---------- RECORD SET

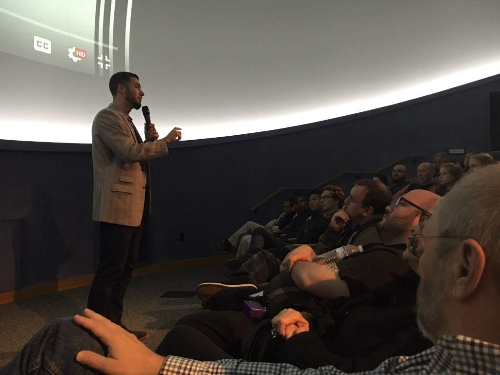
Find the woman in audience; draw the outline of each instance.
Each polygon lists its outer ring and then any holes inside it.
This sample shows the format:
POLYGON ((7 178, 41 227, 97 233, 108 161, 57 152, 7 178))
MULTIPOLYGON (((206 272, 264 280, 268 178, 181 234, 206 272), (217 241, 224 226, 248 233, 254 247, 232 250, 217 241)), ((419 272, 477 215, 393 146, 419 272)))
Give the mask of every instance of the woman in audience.
POLYGON ((486 166, 496 164, 496 162, 489 154, 480 152, 470 157, 469 160, 469 172, 472 172, 474 168, 482 168, 486 166))
POLYGON ((462 178, 464 172, 458 163, 444 163, 439 170, 439 188, 436 194, 442 196, 462 178))
POLYGON ((464 172, 466 172, 468 170, 469 161, 470 160, 470 158, 476 154, 477 152, 471 151, 466 154, 465 156, 464 156, 464 168, 462 169, 462 170, 464 172))

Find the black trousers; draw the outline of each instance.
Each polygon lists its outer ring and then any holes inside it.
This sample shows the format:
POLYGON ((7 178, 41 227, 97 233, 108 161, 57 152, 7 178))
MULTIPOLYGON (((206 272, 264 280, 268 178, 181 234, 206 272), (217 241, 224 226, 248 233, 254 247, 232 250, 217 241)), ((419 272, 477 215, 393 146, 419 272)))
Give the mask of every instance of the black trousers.
POLYGON ((120 324, 124 297, 137 261, 142 224, 138 226, 99 222, 99 266, 88 294, 87 307, 120 324))
POLYGON ((173 354, 200 360, 240 358, 243 339, 260 320, 236 311, 190 314, 178 320, 156 352, 162 356, 173 354))

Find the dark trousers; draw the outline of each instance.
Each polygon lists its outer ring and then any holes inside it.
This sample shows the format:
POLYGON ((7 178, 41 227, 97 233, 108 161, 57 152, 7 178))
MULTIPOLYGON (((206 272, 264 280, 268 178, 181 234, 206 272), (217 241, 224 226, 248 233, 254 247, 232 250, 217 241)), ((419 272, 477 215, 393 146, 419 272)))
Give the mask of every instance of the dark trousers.
POLYGON ((154 350, 162 356, 177 356, 198 360, 218 360, 234 357, 192 327, 176 325, 154 350))
POLYGON ((258 285, 279 274, 281 263, 281 260, 274 254, 268 250, 262 250, 242 264, 234 272, 234 276, 248 278, 254 284, 258 285))
POLYGON ((271 232, 261 226, 256 228, 252 232, 248 251, 250 252, 258 252, 264 249, 282 248, 286 244, 271 232))
POLYGON ((241 358, 242 342, 260 320, 236 311, 204 311, 180 318, 156 349, 162 356, 176 355, 201 360, 241 358), (188 333, 190 334, 176 334, 188 333), (198 331, 198 332, 196 332, 198 331), (170 331, 170 332, 172 332, 170 331), (201 340, 198 342, 198 340, 201 340))
POLYGON ((142 224, 99 222, 99 266, 90 286, 87 307, 112 322, 122 324, 124 297, 137 260, 142 224))

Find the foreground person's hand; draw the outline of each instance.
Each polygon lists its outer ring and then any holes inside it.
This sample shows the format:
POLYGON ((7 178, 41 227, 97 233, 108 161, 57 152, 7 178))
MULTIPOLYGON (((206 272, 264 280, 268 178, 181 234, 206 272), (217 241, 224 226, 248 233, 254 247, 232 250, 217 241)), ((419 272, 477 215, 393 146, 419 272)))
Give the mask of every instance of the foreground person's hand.
POLYGON ((76 358, 80 363, 106 375, 158 375, 160 372, 164 358, 122 327, 88 308, 84 310, 83 316, 76 315, 74 318, 76 324, 98 338, 109 352, 105 357, 82 350, 76 358))

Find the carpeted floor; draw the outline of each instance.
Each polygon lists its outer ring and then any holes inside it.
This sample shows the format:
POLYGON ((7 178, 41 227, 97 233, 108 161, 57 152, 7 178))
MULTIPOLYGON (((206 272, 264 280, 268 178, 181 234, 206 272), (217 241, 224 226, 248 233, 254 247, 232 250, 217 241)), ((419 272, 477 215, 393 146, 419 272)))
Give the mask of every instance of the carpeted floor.
MULTIPOLYGON (((154 350, 180 318, 202 310, 194 294, 196 286, 223 280, 226 272, 216 264, 134 276, 126 296, 122 322, 146 331, 149 337, 143 342, 154 350)), ((80 312, 89 288, 0 305, 0 368, 46 324, 80 312)))

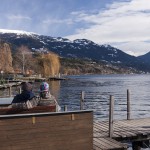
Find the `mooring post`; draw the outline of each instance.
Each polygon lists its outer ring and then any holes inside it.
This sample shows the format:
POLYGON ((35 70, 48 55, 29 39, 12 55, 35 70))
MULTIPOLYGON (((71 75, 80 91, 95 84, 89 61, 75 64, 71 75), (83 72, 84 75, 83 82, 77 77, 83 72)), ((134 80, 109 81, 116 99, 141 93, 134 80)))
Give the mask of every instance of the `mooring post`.
POLYGON ((130 91, 127 89, 127 120, 131 119, 131 113, 130 113, 130 91))
POLYGON ((109 104, 109 137, 113 136, 113 114, 114 114, 114 97, 110 95, 109 104))
POLYGON ((67 111, 67 105, 64 106, 64 111, 67 111))
POLYGON ((12 91, 11 91, 11 86, 9 86, 9 97, 11 97, 11 93, 12 93, 12 91))
POLYGON ((19 88, 19 94, 21 94, 21 92, 22 92, 22 89, 21 89, 21 87, 19 88))
POLYGON ((84 102, 84 91, 81 91, 80 110, 83 110, 83 102, 84 102))

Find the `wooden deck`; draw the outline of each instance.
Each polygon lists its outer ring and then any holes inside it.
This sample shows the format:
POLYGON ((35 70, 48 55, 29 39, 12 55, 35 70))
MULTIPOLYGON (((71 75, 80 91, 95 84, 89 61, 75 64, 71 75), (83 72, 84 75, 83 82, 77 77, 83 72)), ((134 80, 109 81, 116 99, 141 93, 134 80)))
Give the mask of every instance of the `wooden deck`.
POLYGON ((93 112, 0 115, 1 150, 92 150, 93 112))
POLYGON ((130 141, 133 149, 149 147, 146 142, 150 140, 150 118, 114 121, 112 139, 109 138, 108 121, 94 122, 93 130, 95 150, 127 149, 121 141, 130 141))

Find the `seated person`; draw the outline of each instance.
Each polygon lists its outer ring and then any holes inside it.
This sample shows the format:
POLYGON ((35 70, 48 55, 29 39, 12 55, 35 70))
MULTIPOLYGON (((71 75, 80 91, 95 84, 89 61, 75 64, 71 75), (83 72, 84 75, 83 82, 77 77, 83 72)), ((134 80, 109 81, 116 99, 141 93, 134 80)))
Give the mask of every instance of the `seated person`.
POLYGON ((50 105, 53 102, 52 95, 50 94, 49 84, 42 82, 40 85, 40 106, 50 105))
POLYGON ((27 82, 23 82, 21 85, 22 93, 17 94, 13 101, 12 107, 13 108, 20 108, 20 109, 29 109, 37 106, 38 101, 34 93, 32 92, 32 85, 27 82))
POLYGON ((40 99, 50 98, 49 84, 47 82, 42 82, 40 85, 40 99))

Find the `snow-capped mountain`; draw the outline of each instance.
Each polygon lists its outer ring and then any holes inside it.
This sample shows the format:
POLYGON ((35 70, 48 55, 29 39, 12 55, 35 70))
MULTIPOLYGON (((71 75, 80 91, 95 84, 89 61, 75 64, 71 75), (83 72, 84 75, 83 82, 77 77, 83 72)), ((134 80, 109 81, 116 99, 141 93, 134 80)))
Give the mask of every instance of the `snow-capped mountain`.
POLYGON ((104 61, 115 65, 150 70, 140 58, 128 55, 110 45, 98 45, 87 39, 70 41, 62 37, 38 35, 31 32, 18 30, 1 30, 0 39, 11 43, 13 50, 21 45, 26 45, 32 51, 52 51, 61 57, 86 58, 104 61))

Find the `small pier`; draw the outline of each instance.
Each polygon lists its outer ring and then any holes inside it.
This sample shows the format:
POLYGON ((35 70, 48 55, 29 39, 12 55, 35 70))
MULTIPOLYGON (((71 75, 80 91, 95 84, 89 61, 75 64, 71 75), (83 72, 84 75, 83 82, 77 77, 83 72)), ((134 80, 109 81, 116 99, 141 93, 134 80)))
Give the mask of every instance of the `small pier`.
POLYGON ((95 150, 127 149, 127 145, 122 143, 125 141, 132 143, 133 150, 149 148, 150 118, 114 121, 111 138, 109 121, 96 121, 93 126, 95 150))

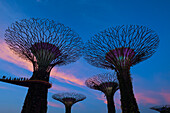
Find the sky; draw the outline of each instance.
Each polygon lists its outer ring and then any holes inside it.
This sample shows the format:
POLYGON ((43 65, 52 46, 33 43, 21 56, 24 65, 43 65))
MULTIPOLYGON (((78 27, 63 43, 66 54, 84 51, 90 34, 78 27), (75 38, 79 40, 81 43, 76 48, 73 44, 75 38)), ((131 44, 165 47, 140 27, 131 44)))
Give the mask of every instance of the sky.
MULTIPOLYGON (((144 25, 154 30, 160 44, 157 52, 131 68, 133 87, 141 113, 157 113, 150 107, 170 104, 170 0, 0 0, 0 76, 31 77, 32 64, 15 55, 4 41, 5 29, 13 22, 48 18, 72 28, 86 42, 96 33, 116 25, 144 25)), ((106 113, 104 94, 85 86, 86 79, 112 72, 88 64, 83 58, 54 67, 48 93, 47 113, 63 113, 64 105, 52 95, 74 91, 86 95, 73 113, 106 113)), ((19 113, 28 88, 0 82, 0 112, 19 113)), ((121 113, 120 92, 114 96, 121 113)))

--------------------

■ **WHAT TO DO**
Transcribe everything in the listing above from the line containing "Find the dark" down to the line containing "POLYGON ((271 232, 261", including both of those lines, character for character.

■ **SOLVED EXERCISE**
Find the dark trousers; draw the outline of each instance.
Each polygon lists its outer ring and then any holes inside it.
This sample shows the format:
POLYGON ((7 178, 41 227, 97 233, 108 161, 57 152, 7 178))
MULTIPOLYGON (((206 272, 264 280, 268 178, 181 234, 206 272), (217 241, 224 226, 248 233, 254 247, 232 250, 217 241)), ((419 272, 477 215, 393 146, 419 272)))
Give the mask of every instance of the dark trousers.
POLYGON ((154 350, 162 356, 177 356, 198 360, 218 360, 234 357, 192 327, 176 325, 154 350))
POLYGON ((258 285, 279 274, 281 263, 281 260, 274 254, 268 250, 262 250, 242 264, 234 272, 234 276, 248 278, 254 284, 258 285))
POLYGON ((271 232, 261 226, 256 228, 252 232, 248 251, 250 252, 258 252, 264 249, 282 248, 286 244, 271 232))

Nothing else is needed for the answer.